> **SHORT TASK**
Filter the rows below and copy each line that contains the string "grille". Matching is case-sensitive.

++++++++++++++++++++

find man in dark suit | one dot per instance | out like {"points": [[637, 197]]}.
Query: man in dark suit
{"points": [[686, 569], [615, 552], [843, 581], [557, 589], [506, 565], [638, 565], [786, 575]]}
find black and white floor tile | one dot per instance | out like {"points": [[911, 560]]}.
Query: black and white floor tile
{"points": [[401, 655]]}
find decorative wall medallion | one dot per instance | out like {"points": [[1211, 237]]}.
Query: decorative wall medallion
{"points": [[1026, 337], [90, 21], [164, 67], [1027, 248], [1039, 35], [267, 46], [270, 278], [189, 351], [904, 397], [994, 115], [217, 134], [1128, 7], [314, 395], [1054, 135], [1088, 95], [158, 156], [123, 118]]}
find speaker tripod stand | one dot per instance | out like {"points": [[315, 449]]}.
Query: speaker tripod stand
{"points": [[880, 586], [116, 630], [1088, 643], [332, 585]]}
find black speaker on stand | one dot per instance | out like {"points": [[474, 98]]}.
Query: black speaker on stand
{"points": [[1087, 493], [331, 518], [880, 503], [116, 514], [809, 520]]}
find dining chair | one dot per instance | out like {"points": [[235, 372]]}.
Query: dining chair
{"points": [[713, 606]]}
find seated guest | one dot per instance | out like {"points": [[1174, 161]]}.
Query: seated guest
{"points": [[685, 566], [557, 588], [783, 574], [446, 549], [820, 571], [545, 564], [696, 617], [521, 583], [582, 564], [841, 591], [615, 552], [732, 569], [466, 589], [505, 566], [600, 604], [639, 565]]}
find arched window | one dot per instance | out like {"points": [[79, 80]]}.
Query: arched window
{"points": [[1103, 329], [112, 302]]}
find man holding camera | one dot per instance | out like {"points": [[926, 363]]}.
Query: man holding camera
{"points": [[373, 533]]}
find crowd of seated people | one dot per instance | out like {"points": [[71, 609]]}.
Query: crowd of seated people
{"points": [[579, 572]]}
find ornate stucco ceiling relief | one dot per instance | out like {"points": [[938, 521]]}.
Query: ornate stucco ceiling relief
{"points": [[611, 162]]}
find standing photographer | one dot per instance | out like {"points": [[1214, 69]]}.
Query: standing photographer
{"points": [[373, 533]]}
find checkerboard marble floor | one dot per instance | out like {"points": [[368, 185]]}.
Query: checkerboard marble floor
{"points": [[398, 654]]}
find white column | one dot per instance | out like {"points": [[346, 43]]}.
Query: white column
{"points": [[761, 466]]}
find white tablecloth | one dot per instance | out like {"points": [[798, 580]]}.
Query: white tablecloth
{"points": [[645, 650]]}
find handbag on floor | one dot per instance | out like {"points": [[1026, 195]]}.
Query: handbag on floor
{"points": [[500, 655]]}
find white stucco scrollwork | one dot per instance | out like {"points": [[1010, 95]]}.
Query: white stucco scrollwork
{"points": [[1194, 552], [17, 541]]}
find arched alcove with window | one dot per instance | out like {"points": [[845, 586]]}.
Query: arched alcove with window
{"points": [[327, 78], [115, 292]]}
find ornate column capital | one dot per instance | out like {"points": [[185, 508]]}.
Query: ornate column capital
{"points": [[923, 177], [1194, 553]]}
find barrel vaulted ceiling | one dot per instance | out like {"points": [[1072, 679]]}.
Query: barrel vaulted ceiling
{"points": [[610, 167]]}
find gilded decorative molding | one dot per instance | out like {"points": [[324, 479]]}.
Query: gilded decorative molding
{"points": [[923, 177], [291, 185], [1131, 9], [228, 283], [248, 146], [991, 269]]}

++++++++++++++++++++

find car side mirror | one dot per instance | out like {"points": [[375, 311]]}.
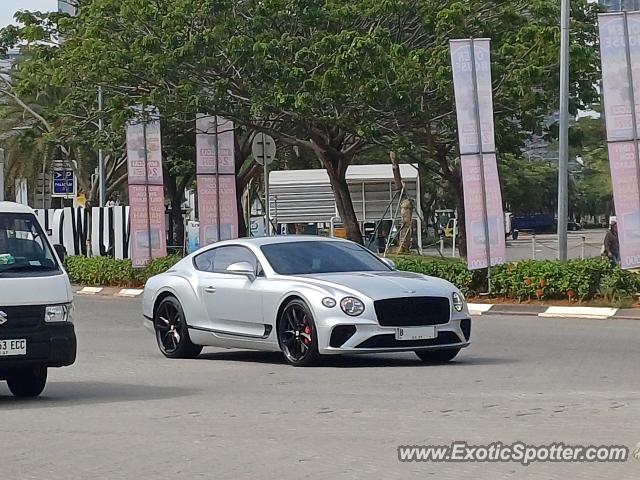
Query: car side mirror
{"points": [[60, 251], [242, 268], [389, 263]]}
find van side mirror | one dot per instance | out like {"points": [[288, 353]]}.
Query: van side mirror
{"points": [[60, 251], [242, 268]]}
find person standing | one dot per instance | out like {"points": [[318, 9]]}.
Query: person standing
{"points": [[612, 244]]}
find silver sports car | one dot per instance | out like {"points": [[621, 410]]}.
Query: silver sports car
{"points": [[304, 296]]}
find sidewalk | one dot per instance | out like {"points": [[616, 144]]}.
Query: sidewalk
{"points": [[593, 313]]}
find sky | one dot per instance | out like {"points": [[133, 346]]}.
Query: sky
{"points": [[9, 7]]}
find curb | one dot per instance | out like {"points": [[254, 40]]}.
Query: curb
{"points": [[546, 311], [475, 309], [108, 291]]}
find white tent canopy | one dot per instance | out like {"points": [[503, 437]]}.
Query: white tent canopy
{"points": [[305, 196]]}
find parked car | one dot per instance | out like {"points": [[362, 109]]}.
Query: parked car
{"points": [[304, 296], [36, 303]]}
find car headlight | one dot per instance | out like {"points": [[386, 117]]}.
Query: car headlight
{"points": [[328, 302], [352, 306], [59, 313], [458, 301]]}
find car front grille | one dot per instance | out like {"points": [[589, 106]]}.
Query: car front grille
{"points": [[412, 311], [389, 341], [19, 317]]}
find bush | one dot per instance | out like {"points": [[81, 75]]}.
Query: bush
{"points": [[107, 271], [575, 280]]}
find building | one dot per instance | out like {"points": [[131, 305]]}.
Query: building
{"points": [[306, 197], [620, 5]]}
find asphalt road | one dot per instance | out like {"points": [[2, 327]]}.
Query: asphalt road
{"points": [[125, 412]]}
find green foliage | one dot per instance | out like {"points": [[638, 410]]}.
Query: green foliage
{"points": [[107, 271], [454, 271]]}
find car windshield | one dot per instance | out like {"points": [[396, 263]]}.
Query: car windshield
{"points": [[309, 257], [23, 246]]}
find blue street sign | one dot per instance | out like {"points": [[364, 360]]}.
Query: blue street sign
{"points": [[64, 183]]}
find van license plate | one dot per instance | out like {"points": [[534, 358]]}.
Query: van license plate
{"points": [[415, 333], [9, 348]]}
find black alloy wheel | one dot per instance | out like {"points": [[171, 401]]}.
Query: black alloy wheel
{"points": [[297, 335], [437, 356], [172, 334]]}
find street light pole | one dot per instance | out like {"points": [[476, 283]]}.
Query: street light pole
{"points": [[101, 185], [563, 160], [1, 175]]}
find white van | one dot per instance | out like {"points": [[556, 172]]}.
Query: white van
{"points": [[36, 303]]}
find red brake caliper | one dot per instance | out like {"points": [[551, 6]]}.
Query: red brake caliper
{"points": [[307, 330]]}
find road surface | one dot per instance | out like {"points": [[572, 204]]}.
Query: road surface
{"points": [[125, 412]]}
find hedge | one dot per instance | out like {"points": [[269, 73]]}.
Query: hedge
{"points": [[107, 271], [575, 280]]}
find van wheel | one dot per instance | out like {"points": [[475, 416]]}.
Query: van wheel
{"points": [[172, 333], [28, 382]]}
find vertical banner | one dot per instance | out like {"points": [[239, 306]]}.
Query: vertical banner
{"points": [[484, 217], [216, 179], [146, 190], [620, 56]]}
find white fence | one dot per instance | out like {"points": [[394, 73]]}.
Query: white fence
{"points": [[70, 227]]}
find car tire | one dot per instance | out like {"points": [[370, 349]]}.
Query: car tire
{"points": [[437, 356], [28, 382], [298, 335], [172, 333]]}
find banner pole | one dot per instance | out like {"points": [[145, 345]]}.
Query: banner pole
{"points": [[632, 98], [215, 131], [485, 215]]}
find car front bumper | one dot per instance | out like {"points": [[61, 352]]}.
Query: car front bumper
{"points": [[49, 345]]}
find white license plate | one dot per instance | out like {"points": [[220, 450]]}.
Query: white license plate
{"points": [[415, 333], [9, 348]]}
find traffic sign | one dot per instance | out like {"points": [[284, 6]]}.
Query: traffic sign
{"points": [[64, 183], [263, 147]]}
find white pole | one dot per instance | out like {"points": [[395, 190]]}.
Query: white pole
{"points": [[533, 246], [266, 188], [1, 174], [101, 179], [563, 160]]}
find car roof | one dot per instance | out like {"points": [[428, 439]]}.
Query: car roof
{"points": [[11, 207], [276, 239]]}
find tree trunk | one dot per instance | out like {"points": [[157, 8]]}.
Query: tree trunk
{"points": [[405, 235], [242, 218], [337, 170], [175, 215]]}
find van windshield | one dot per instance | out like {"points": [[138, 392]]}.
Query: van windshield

++++++++++++++++++++

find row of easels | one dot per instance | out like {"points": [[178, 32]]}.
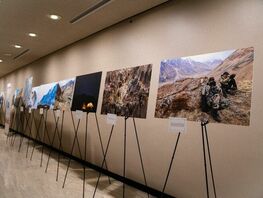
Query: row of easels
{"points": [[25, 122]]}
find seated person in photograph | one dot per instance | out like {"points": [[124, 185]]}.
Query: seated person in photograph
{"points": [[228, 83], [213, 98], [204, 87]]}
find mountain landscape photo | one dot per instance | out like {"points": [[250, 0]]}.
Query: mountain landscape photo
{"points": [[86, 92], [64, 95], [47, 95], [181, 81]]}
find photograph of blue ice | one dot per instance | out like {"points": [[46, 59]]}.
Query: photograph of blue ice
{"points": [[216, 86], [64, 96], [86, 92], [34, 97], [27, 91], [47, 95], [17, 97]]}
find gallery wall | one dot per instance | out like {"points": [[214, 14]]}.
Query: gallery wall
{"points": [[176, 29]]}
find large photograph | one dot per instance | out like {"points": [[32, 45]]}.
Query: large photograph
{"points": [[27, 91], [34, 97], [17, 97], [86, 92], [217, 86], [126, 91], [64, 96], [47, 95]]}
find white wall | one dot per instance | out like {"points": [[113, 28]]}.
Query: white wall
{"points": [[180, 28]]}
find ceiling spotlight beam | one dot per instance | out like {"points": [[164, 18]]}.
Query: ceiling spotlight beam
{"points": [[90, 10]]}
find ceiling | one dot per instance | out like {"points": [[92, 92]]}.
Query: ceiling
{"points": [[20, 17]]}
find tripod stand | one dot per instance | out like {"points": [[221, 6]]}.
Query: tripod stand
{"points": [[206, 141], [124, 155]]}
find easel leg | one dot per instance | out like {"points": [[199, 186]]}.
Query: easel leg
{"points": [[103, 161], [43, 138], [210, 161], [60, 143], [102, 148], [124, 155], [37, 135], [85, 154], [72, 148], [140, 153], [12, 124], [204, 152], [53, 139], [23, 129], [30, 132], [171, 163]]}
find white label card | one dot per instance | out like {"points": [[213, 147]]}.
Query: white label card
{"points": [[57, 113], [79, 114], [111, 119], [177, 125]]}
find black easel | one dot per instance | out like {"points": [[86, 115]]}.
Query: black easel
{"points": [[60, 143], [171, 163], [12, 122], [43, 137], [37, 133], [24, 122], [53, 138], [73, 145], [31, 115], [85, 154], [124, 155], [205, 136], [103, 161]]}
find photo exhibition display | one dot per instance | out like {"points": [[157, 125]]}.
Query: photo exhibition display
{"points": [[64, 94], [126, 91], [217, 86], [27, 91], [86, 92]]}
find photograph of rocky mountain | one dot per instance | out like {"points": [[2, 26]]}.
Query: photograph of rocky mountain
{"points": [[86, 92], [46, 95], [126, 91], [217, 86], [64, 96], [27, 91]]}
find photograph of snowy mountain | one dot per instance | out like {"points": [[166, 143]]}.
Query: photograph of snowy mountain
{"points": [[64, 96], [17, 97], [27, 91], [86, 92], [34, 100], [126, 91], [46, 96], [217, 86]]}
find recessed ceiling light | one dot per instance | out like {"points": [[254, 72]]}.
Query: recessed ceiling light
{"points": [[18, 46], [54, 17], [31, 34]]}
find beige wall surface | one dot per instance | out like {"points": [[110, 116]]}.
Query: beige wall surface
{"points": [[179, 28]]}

++++++++++++++++++++

> **RESPONSE BELOW**
find car front grille | one dot per instance | out like {"points": [[589, 106]]}.
Query: car front grille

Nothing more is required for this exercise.